Collection entries:
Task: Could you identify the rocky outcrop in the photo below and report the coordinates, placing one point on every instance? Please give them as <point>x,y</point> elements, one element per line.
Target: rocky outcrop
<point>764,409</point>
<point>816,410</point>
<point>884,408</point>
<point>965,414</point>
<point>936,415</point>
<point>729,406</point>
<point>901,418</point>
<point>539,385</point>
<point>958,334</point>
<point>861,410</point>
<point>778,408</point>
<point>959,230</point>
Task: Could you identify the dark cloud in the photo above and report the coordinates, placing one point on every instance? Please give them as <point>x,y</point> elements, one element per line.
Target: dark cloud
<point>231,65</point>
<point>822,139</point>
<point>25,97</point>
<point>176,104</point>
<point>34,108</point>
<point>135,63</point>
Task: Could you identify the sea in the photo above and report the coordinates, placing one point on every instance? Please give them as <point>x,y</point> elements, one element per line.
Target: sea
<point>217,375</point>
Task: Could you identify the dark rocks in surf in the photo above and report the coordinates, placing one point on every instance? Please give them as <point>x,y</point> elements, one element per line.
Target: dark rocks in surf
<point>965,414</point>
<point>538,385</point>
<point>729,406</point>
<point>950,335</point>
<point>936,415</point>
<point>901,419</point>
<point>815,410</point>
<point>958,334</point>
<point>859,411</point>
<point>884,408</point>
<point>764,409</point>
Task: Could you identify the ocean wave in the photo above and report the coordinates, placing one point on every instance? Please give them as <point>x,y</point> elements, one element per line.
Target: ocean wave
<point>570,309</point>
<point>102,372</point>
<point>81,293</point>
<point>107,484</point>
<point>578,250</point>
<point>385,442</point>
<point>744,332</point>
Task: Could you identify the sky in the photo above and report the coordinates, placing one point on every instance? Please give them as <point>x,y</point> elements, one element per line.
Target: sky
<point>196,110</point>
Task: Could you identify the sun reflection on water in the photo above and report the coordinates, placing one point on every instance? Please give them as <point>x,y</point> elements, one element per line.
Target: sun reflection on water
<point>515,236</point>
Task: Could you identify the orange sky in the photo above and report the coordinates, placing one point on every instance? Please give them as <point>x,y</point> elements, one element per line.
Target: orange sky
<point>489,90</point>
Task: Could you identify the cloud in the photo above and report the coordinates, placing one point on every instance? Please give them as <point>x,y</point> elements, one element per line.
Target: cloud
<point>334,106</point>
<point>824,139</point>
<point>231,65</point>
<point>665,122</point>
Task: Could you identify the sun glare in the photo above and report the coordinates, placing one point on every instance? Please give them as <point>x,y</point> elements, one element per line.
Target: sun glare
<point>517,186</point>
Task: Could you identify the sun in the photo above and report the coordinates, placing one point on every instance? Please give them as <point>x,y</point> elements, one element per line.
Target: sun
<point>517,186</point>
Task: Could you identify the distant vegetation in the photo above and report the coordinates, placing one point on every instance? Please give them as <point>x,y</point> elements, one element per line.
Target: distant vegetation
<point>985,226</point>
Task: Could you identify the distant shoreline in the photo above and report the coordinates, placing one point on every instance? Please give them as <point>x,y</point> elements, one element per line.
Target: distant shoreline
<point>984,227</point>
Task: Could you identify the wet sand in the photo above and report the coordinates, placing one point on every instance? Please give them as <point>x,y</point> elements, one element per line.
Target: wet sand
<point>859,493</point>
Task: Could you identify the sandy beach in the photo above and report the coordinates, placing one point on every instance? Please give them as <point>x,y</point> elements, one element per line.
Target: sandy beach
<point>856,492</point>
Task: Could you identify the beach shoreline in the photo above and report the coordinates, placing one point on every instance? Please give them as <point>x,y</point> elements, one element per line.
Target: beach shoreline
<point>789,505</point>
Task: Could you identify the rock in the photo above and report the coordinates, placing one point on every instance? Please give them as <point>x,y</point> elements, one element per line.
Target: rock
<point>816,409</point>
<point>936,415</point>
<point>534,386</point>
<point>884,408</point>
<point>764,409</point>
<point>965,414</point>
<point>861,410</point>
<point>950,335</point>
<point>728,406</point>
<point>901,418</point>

Task brief: Transcribe, exactly and without additions, the lines of the records above, beginning with the line that contains "Target: dark rocks in surf" and ending with the line that contains "Task: Could you identify the orange", both included.

Response to the exercise:
Target: dark rocks in surf
<point>965,414</point>
<point>538,385</point>
<point>729,406</point>
<point>950,335</point>
<point>936,415</point>
<point>901,419</point>
<point>815,410</point>
<point>958,334</point>
<point>859,411</point>
<point>884,408</point>
<point>764,409</point>
Task: Could you identify the ocean wave in the photo above and report the coordinates, placing one point on every instance? Please give them as <point>x,y</point> elements, one element per line.
Target: ocean wave
<point>570,309</point>
<point>102,372</point>
<point>81,293</point>
<point>107,484</point>
<point>578,250</point>
<point>385,442</point>
<point>744,332</point>
Task: Could you identify the sky in the photo above and report the coordinates, placing one point on every instance? Please give them as <point>x,y</point> elements, one element per line.
Target: sky
<point>196,110</point>
Task: Could you identify the sun reflection on water in the photo above and report the coordinates, placing one point on every instance? Please give them as <point>x,y</point> elements, one element per line.
Target: sun reflection on water
<point>515,236</point>
Task: Could you identify the orange sky in the photo above and report the coordinates, placing one point on every instance? Please give them as <point>x,y</point> elements, one element per line.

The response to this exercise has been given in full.